#### Página

O jornal Valor Econômico publicou, nesta quinta-feira (20), o artigo “Licenciamento ambiental, consenso ou desastre”, de autoria da presidente da Comissão Nacional de Direito Ambiental da OAB, Marina Gadelha. O texto tem coautoria da presidente da Associação Brasileira dos Membros do Ministério Público de Meio Ambiente (Abrampa), Cristina Seixas Graça, e do consultor jurídico do Instituto Socioambiental (ISA), Mauricio Guetta.
Veja abaixo a íntegra do artigo:
Licenciamento ambiental, consenso ou desastre
Apesar do desastre da Samarco, em Mariana (MG), em 2015, o Estado de Minas Gerais aprovou lei para flexibilizar o licenciamento ambiental. Na sequência, uma norma editada pela Secretaria de Meio Ambiente estadual permitiu a reclassificação do grau de risco de empreendimentos causadores de impacto ambiental, culminando no rebaixamento, do grau seis para o grau quatro, do risco da barragem da mina Córrego do Feijão, da Vale, em Brumadinho (MG). Pouco depois, em 25 de janeiro de 2019, o Brasil e o mundo acompanharam, estarrecidos, a tragédia causada pelo colapso desse reservatório, com a morte de 272 pessoas e danos ambientais irreparáveis.
Destinado à prevenção de impactos e desastres socioambientais, além da compatibilização de atividades econômicas com o equilíbrio ecológico, o licenciamento ambiental foi inserido na legislação federal pela Lei da Política Nacional do Meio Ambiente, de 1981. Em meio ao regime militar, num ambiente hostil à proteção ambiental, a aprovação da norma somente foi possível devido à busca incansável pelo consenso. Paulo Nogueira Neto, patrono da política ambiental brasileira, liderou um processo aberto e amplo de diálogo, focado em acordos com setores antagônicos. O resultado foi uma lei equilibrada, que alia a proteção ambiental ao desenvolvimento econômico.

########
#### Registros fornecidos

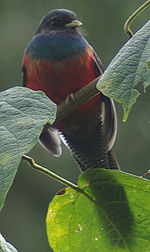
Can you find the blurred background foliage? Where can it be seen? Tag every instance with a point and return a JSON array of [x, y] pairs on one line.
[[22, 220]]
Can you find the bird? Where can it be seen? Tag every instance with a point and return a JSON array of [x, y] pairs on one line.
[[60, 61]]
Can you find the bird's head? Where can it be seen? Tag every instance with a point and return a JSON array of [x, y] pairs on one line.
[[59, 19]]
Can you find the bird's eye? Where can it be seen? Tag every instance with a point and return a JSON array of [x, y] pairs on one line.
[[53, 22]]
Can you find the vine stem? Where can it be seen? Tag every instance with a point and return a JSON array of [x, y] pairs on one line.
[[133, 16], [47, 172]]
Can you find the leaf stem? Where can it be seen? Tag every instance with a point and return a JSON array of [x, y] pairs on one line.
[[49, 173], [133, 16]]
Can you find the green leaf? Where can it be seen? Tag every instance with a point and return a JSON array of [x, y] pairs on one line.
[[130, 67], [113, 214], [5, 246], [23, 113]]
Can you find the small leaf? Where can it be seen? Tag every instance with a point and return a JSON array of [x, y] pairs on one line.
[[129, 67], [23, 113], [5, 246], [113, 214]]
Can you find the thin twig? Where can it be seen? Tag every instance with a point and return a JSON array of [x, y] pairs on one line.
[[47, 172], [133, 16]]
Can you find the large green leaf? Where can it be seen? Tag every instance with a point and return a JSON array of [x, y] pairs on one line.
[[130, 67], [113, 214], [23, 113], [5, 246]]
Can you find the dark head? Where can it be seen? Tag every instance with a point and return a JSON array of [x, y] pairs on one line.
[[58, 19]]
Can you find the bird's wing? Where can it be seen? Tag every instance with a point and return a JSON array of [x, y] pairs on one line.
[[49, 137], [107, 108]]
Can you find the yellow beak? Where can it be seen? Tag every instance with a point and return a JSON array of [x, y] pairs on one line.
[[74, 23]]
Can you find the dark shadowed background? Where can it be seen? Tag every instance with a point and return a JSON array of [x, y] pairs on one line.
[[22, 220]]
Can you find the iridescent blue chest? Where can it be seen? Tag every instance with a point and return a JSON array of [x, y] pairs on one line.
[[56, 45]]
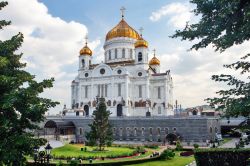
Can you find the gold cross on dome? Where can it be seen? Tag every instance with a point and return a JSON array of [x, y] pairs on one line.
[[141, 30], [122, 11], [154, 51]]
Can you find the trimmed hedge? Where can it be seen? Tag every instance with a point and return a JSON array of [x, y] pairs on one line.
[[221, 157]]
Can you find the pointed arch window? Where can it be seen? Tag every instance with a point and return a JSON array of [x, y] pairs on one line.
[[109, 54], [83, 63], [139, 57], [115, 53], [131, 53], [123, 53]]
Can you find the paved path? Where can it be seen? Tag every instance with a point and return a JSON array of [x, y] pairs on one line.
[[53, 144]]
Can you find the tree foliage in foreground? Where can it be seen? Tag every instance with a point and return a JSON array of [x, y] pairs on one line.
[[100, 133], [21, 107], [223, 24]]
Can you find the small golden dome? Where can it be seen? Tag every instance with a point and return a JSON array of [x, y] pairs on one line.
[[141, 43], [154, 61], [122, 30]]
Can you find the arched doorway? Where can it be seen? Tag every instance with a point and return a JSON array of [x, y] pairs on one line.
[[86, 109], [119, 110], [171, 138]]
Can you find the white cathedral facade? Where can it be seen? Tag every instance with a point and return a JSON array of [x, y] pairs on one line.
[[131, 84]]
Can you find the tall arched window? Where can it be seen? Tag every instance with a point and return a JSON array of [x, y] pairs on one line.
[[115, 53], [83, 63], [123, 53], [139, 57], [131, 53], [159, 110], [109, 54]]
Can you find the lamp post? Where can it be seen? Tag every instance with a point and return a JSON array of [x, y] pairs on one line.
[[36, 149], [48, 151]]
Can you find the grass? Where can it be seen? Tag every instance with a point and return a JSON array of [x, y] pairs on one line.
[[225, 140], [176, 161], [74, 150]]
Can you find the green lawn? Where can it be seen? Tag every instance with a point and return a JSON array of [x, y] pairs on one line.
[[176, 161], [74, 150]]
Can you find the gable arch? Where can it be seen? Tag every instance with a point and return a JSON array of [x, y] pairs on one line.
[[102, 70]]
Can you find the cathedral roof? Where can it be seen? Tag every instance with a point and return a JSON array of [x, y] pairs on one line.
[[122, 29]]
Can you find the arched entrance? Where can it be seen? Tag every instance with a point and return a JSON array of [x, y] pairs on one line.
[[171, 138], [86, 109], [119, 110]]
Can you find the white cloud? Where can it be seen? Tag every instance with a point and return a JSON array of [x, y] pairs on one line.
[[179, 14], [192, 71], [50, 44]]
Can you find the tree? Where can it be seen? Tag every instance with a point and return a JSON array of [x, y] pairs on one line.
[[21, 107], [224, 24], [100, 130]]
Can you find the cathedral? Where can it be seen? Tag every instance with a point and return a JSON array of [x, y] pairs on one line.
[[131, 84], [136, 92]]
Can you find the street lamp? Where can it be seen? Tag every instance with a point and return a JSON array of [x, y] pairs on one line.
[[36, 149], [48, 151]]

########

■ **O que fazer 1**:
Copie os registros desde o começo até a linha com "[[47, 172], [133, 16]]", incluindo essa linha, e troque "point" por "dot" sem mudar mais nada. Deixe as imagens de fora.
■ **O que fazer 2**:
Prolongue o artigo sobre licenciamento ambiental a partir do ponto em que ele para.

■ **Resposta 1**:
Can you find the blurred background foliage? Where can it be seen? Tag every instance with a dot and return a JSON array of [x, y] pairs on one line.
[[22, 220]]
Can you find the bird? Where can it be seen? Tag every instance with a dot and return a JSON array of [x, y] pairs on one line.
[[60, 61]]
Can you find the bird's head? Where can it be seen? Tag every instance with a dot and return a JSON array of [x, y] pairs on one line.
[[59, 19]]
Can you find the bird's eye? Where can it be seen? Tag every instance with a dot and return a JSON array of [x, y] pairs on one line.
[[53, 22]]
Can you find the vine stem? Where can it be seen? Tag every instance with a dot and return a JSON array of [x, y] pairs on one line.
[[133, 16], [47, 172]]
Can you find the leaf stem? Where can it be seen? Tag every instance with a dot and return a JSON array of [x, y] pairs on one line.
[[49, 173], [133, 16]]
Can you find the green leaf? Where can it be seen? Tag every instance with a dot and return a JSON array of [x, y] pairs on one line.
[[130, 67], [113, 214], [5, 246], [23, 113]]
Can you find the small leaf? Where can it be seen? Tag every instance with a dot and return a JSON array of [x, y] pairs on one line.
[[129, 67], [23, 113], [5, 246], [113, 214]]
Can you find the thin twig? Where can it be seen? Tag every instance with a dot and return a JSON array of [x, y] pairs on one line.
[[47, 172], [133, 16]]

■ **Resposta 2**:
O espírito conciliador que marcou a trajetória do professor Nogueira Neto, falecido um mês após o desastre em Brumadinho, parece ter inspirado a Câmara dos Deputados na matéria ambiental, em 2019. O presidente da Casa, Rodrigo Maia (DEM-RJ), teve papel fundamental na contenção do desmonte das políticas ambientais. Além disso, privilegiou o diálogo e, assim, conseguiu aprovar um projeto de lei sobre pagamento por serviços ambientais, que dividia ambientalistas e ruralistas.
Na difícil discussão do projeto da nova Lei Geral do Licenciamento Ambiental, Rodrigo Maia reiterou aos parlamentares a necessidade do consenso. Constituiu um Grupo de Trabalho (GT), nomeou o deputado Kim Kataguiri (DEM-SP) para coordená-lo e permitiu a realização de audiências públicas sobre as dez principais polêmicas envolvendo o projeto.
A proposta inicial do GT foi reformulada e republicada duas vezes para contemplar os acordos estabelecidos. Depois disso, para a surpresa de todos, Kataguiri rompeu os consensos firmados e apresentou um substitutivo que torna o licenciamento exceção, em vez de regra, gerando forte reação da sociedade civil, da comunidade científica, de técnicos de órgãos ambientais, do Ministério Público, da advocacia pública e privada e de representantes do empresariado.
Diversos pontos do texto divulgado colidem com preceitos básicos da Constituição, inclusive com precedentes do Supremo Tribunal Federal, especialmente no que toca à proteção ao meio ambiente, aos povos indígenas e outros aspectos sociais. O meio ambiente e a sociedade saíram perdendo em dez das dez polêmicas debatidas no GT.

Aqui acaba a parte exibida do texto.